Document excerpt
-------

Theresa May has pleaded with Tory MPs to unite and deliver on Brexit, warning that “history will judge us all” as she prepares for fresh EU talks.
In a letter to all 317 Conservative MPs, the prime minister urged her party to sacrifice “personal preferences” as she attempts to get an agreement on the terms of the UK’s departure from the EU through parliament.
She confirmed she will return to Brussels for talks with European Commission president Jean-Claude Juncker next week, and plans to speak to the leaders of every EU member state over the coming days.
“History will judge us all for the parts we have played in this process,” Mrs May wrote.
“Without a withdrawal agreement we risk a combination forming in parliament that will stop Brexit altogether, whatever the long-term consequences for trust in our democracy.”

-------

Extracted information
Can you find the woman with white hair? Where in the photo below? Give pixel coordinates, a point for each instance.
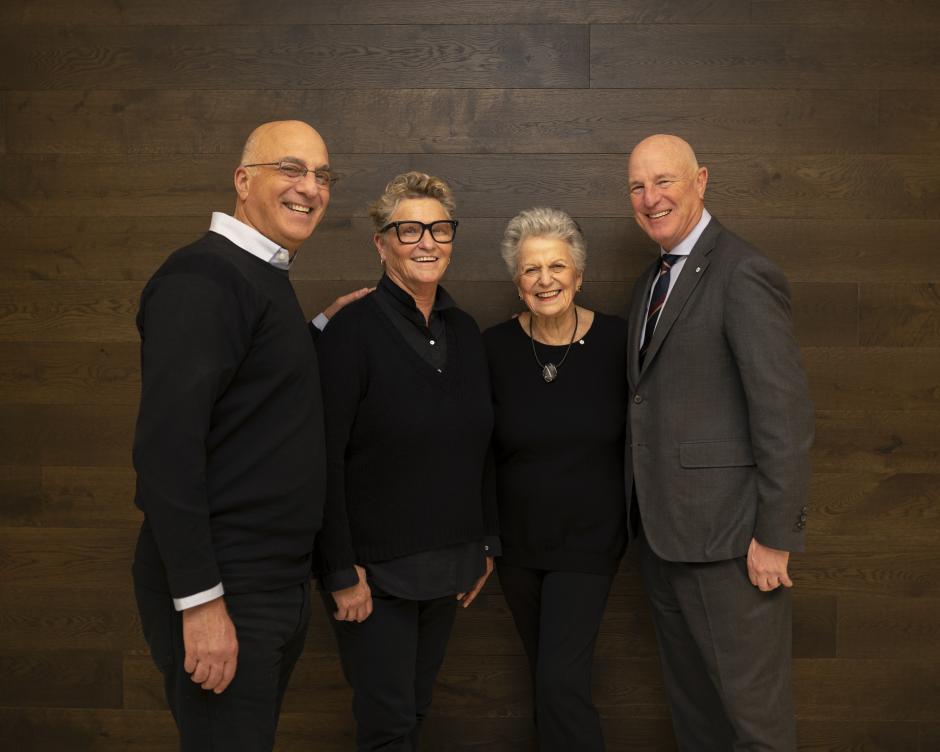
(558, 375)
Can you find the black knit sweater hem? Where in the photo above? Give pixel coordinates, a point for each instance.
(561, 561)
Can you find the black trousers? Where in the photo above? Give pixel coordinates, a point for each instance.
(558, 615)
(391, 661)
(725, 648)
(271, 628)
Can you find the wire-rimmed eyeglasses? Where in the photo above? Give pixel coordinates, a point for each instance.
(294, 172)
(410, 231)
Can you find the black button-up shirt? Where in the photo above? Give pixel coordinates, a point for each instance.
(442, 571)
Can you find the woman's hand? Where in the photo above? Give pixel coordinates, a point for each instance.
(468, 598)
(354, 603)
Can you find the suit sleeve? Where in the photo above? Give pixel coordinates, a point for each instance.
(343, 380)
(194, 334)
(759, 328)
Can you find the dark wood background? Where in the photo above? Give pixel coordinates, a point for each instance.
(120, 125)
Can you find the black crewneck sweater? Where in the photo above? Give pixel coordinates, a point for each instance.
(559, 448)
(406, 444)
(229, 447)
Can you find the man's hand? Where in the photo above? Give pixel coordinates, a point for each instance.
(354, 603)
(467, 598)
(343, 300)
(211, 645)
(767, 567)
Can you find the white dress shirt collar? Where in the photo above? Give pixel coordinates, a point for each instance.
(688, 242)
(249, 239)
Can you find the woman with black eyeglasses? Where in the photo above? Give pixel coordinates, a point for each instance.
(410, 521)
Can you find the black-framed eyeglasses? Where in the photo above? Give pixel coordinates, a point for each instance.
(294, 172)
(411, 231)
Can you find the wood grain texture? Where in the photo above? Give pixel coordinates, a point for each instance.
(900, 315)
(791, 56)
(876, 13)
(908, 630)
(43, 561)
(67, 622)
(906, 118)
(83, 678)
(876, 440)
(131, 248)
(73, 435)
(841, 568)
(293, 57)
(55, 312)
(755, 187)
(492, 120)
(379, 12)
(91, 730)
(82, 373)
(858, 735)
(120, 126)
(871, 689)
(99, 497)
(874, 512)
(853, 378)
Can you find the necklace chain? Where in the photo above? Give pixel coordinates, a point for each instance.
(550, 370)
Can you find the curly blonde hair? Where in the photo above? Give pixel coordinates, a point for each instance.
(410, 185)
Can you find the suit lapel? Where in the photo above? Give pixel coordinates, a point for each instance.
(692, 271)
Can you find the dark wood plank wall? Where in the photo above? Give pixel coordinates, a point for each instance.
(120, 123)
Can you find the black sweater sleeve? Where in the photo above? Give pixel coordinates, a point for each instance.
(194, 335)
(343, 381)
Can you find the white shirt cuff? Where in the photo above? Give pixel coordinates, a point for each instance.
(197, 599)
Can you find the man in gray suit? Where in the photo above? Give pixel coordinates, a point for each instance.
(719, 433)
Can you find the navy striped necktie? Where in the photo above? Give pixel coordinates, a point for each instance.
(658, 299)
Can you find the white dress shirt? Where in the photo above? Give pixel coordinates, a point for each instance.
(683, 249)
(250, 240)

-------

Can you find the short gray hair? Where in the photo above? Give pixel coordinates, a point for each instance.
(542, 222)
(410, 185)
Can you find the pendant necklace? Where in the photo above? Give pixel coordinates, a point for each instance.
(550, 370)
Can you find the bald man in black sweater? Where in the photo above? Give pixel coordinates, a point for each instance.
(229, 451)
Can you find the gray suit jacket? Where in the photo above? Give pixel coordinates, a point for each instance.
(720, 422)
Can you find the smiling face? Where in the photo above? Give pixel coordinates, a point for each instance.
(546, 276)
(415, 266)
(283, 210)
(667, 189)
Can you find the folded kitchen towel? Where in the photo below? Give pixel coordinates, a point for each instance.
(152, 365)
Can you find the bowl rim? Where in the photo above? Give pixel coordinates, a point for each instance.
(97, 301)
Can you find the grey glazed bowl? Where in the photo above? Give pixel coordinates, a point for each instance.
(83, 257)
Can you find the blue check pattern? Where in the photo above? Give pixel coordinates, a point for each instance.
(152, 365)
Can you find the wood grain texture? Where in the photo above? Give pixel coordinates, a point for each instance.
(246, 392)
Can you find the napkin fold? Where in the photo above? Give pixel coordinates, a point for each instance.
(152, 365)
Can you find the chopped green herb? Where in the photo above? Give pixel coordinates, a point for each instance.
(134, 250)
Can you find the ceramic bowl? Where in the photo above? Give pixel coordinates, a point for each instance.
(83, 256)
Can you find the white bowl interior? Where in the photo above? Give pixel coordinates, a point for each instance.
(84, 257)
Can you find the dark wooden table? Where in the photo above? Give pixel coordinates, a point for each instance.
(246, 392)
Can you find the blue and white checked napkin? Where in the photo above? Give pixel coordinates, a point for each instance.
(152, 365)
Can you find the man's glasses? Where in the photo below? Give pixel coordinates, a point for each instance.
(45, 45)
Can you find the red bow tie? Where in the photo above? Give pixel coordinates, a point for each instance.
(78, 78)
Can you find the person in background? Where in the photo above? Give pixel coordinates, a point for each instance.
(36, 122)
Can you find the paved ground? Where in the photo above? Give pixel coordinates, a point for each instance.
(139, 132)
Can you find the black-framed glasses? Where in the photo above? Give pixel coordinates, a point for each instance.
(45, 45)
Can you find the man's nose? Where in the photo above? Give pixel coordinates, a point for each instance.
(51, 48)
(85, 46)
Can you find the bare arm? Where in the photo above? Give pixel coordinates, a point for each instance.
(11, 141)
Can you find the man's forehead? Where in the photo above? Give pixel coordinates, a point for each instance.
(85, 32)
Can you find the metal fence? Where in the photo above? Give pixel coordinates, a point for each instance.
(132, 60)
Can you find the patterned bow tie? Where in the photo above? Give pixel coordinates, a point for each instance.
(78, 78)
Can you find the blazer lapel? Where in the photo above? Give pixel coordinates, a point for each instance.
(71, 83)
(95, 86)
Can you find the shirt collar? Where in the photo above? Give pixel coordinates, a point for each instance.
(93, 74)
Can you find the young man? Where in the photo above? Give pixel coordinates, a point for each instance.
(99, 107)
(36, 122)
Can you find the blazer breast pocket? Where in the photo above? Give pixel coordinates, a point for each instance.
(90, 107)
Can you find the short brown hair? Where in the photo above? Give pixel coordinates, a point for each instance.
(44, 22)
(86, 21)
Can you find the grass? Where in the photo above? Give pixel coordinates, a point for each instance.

-------

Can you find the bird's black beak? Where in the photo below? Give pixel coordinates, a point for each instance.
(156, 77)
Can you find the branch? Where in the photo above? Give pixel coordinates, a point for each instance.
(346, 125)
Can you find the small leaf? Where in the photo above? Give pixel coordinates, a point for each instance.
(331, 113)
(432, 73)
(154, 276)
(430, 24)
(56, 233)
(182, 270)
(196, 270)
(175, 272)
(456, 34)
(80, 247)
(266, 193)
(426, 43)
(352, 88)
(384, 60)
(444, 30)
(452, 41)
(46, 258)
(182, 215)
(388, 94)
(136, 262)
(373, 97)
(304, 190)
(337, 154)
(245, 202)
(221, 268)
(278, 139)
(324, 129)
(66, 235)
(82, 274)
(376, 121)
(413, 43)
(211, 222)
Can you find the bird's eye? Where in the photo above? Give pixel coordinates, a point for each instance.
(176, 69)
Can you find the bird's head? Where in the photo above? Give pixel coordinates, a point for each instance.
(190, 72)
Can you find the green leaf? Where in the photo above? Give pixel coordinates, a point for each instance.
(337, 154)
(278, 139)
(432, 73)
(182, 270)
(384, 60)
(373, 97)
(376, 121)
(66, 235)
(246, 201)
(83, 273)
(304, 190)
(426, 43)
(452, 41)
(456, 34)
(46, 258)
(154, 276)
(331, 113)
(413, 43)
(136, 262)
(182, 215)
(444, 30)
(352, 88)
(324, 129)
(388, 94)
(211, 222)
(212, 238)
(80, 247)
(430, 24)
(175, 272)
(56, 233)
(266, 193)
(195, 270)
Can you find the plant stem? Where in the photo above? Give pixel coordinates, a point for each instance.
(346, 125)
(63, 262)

-------

Instructions for the task
Can you reproduce the article about Theresa May's Brexit letter, from the top of the page, word for word?

The answer
Theresa May has pleaded with Tory MPs to unite and deliver on Brexit, warning that “history will judge us all” as she prepares for fresh EU talks.
In a letter to all 317 Conservative MPs, the prime minister urged her party to sacrifice “personal preferences” as she attempts to get an agreement on the terms of the UK’s departure from the EU through parliament.
She confirmed she will return to Brussels for talks with European Commission president Jean-Claude Juncker next week, and plans to speak to the leaders of every EU member state over the coming days.
“History will judge us all for the parts we have played in this process,” Mrs May wrote.
“Without a withdrawal agreement we risk a combination forming in parliament that will stop Brexit altogether, whatever the long-term consequences for trust in our democracy.”